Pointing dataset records
====================

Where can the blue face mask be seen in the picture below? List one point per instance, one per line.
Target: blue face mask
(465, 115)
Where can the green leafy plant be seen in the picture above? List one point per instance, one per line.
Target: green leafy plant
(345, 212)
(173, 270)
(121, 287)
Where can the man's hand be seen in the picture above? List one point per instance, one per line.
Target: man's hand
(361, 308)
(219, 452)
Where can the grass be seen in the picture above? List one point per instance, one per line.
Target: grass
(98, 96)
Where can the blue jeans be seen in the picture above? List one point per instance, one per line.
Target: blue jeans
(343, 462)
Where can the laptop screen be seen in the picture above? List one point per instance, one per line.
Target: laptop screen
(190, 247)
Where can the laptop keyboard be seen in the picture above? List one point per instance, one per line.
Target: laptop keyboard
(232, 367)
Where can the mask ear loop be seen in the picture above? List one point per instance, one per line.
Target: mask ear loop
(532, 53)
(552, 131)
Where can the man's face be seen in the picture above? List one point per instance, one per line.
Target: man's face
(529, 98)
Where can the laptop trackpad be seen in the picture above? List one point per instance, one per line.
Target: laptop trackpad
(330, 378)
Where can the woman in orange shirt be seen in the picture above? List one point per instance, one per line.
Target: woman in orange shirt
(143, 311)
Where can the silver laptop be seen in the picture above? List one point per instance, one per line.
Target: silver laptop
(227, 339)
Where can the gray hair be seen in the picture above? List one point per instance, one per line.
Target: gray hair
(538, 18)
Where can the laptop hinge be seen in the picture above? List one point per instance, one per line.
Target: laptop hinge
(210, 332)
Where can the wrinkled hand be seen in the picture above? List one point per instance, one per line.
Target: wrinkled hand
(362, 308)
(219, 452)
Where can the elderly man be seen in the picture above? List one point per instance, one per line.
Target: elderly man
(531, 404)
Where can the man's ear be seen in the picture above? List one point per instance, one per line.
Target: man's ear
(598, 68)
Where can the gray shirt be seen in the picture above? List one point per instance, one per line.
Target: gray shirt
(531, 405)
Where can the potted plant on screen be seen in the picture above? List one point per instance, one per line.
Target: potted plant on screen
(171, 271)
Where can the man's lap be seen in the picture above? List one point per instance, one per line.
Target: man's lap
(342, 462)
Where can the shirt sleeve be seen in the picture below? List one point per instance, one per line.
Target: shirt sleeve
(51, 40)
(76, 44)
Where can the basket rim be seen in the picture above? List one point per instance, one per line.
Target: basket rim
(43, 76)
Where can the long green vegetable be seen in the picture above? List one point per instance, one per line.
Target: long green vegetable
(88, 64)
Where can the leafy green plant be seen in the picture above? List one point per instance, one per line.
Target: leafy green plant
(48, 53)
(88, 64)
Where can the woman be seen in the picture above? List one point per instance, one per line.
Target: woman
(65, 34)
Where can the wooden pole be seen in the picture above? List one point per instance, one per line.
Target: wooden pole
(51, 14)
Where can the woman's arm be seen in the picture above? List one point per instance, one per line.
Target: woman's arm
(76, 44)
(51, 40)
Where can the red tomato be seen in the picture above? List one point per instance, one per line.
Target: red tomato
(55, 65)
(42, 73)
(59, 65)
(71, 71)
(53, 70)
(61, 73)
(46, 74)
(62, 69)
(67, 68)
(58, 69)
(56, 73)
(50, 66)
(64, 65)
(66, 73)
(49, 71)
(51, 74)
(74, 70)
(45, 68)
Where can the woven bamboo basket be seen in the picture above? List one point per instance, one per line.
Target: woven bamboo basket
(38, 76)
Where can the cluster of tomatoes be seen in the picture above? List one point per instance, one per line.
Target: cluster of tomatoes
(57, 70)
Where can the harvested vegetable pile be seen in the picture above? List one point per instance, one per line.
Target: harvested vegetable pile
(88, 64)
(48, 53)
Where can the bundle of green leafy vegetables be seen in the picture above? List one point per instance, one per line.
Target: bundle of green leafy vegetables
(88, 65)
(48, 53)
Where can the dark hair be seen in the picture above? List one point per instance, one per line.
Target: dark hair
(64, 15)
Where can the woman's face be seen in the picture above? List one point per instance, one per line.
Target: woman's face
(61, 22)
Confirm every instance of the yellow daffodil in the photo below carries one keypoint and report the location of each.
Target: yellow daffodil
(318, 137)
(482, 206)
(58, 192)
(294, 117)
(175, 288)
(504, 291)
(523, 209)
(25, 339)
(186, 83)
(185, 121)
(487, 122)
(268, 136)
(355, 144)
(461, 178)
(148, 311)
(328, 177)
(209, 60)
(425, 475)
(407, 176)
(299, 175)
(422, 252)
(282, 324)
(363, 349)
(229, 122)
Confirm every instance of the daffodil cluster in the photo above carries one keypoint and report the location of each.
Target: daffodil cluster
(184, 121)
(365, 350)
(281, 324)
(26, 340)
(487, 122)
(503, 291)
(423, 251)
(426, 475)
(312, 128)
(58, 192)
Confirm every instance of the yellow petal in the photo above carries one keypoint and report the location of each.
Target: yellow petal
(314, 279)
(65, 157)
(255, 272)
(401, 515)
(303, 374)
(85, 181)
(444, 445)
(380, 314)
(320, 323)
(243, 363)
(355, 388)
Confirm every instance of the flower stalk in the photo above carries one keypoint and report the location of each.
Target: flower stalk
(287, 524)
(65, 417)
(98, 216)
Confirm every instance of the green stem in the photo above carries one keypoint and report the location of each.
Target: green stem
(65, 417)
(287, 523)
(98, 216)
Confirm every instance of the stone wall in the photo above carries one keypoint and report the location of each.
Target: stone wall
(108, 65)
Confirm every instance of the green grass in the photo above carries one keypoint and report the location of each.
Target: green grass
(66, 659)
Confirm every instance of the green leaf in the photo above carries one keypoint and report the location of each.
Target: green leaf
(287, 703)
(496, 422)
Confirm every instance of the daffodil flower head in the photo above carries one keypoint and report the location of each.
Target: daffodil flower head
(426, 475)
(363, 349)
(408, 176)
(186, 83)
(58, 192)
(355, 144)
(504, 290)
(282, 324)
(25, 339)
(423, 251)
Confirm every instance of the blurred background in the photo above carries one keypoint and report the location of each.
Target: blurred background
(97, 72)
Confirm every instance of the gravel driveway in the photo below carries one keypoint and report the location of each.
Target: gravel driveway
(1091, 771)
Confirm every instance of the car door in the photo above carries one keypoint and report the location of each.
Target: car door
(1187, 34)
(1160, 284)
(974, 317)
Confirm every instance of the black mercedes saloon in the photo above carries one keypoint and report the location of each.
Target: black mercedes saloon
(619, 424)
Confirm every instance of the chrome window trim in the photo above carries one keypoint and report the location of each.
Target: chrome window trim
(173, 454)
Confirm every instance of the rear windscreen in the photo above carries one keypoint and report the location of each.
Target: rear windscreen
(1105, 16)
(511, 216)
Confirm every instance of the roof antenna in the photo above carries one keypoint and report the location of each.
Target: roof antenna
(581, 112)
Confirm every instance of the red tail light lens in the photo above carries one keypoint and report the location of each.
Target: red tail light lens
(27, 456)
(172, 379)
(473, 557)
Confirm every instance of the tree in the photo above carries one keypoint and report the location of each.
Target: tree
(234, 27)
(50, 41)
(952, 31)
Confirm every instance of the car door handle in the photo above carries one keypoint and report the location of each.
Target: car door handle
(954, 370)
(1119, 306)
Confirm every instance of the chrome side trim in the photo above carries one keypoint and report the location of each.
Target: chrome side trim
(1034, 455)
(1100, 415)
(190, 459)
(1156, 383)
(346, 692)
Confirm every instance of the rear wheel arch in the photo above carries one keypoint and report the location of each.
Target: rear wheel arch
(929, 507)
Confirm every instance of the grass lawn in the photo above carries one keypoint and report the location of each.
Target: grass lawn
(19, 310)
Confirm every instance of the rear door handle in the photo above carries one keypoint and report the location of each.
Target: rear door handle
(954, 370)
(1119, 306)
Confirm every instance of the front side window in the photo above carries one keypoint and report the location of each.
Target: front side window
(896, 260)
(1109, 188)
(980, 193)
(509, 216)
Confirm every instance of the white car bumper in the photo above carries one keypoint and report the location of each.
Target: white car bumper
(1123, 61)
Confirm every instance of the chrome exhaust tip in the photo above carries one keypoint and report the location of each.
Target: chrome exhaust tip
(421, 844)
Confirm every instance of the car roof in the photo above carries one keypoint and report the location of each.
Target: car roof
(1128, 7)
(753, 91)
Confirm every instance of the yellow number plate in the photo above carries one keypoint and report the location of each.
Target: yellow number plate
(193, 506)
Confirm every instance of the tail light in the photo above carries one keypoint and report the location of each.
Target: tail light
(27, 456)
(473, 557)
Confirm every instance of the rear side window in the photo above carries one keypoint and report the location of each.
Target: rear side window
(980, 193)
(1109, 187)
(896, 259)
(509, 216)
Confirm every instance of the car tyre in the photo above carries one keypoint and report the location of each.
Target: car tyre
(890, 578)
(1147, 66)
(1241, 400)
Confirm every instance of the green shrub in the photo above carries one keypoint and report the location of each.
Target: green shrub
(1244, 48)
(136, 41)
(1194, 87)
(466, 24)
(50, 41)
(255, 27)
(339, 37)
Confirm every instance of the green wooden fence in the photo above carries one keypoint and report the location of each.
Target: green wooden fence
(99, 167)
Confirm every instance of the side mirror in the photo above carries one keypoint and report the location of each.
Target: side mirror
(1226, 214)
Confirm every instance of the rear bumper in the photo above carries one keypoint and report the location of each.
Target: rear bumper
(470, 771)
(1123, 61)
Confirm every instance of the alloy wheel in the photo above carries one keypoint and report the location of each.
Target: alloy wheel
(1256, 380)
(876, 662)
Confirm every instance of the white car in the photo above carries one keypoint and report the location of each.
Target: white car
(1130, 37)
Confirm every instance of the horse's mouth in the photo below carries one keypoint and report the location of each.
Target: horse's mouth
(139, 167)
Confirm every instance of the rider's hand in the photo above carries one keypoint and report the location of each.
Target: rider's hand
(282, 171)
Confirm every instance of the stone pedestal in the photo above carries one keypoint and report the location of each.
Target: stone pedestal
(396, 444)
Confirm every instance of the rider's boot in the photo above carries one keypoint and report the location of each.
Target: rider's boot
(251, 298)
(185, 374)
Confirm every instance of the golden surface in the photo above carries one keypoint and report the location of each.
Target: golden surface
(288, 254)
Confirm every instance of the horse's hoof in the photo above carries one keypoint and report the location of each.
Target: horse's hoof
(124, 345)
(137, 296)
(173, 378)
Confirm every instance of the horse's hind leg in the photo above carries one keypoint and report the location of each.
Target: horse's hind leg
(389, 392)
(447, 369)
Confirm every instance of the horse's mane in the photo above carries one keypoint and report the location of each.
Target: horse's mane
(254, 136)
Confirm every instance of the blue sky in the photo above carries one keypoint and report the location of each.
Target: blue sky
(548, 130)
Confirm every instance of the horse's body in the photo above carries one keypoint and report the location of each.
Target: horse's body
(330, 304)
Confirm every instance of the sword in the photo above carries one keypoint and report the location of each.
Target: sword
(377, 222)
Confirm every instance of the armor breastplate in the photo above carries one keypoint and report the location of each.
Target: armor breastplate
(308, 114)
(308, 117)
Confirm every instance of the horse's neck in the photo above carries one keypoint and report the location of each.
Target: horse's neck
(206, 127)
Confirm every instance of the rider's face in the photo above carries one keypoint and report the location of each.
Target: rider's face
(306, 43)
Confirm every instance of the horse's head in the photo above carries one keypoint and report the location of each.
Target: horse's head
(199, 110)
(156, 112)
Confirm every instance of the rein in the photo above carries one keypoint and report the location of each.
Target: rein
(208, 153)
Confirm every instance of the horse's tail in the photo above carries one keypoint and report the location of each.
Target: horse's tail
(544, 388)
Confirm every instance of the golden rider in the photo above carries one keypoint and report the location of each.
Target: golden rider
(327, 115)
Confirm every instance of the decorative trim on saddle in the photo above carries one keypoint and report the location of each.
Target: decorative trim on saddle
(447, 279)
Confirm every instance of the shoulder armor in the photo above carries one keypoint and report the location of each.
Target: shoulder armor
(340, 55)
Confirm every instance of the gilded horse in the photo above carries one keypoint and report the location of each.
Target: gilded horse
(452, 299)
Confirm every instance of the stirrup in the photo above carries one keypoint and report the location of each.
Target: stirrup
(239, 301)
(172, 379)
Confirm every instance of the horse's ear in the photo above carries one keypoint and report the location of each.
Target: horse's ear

====================

Goal »
Quote, without any change, each line from the one that contains "Confirm every instance of the shoulder" through the end of the material.

Task response »
Confirm every instance of the shoulder armor in the photo above carries one keypoint and report the location of each.
Target: shoulder armor
(340, 55)
Confirm every instance of the gilded horse in the photo above carries one keypoint and report the location of each.
Target: gilded horse
(452, 299)
Confirm every instance of the stirrup in the photo above carries one keypoint and report the location of each.
Target: stirrup
(239, 301)
(172, 379)
Confirm every instance of the horse's ear in the photo above carries one keypoint and report the location of each.
Target: horse's ear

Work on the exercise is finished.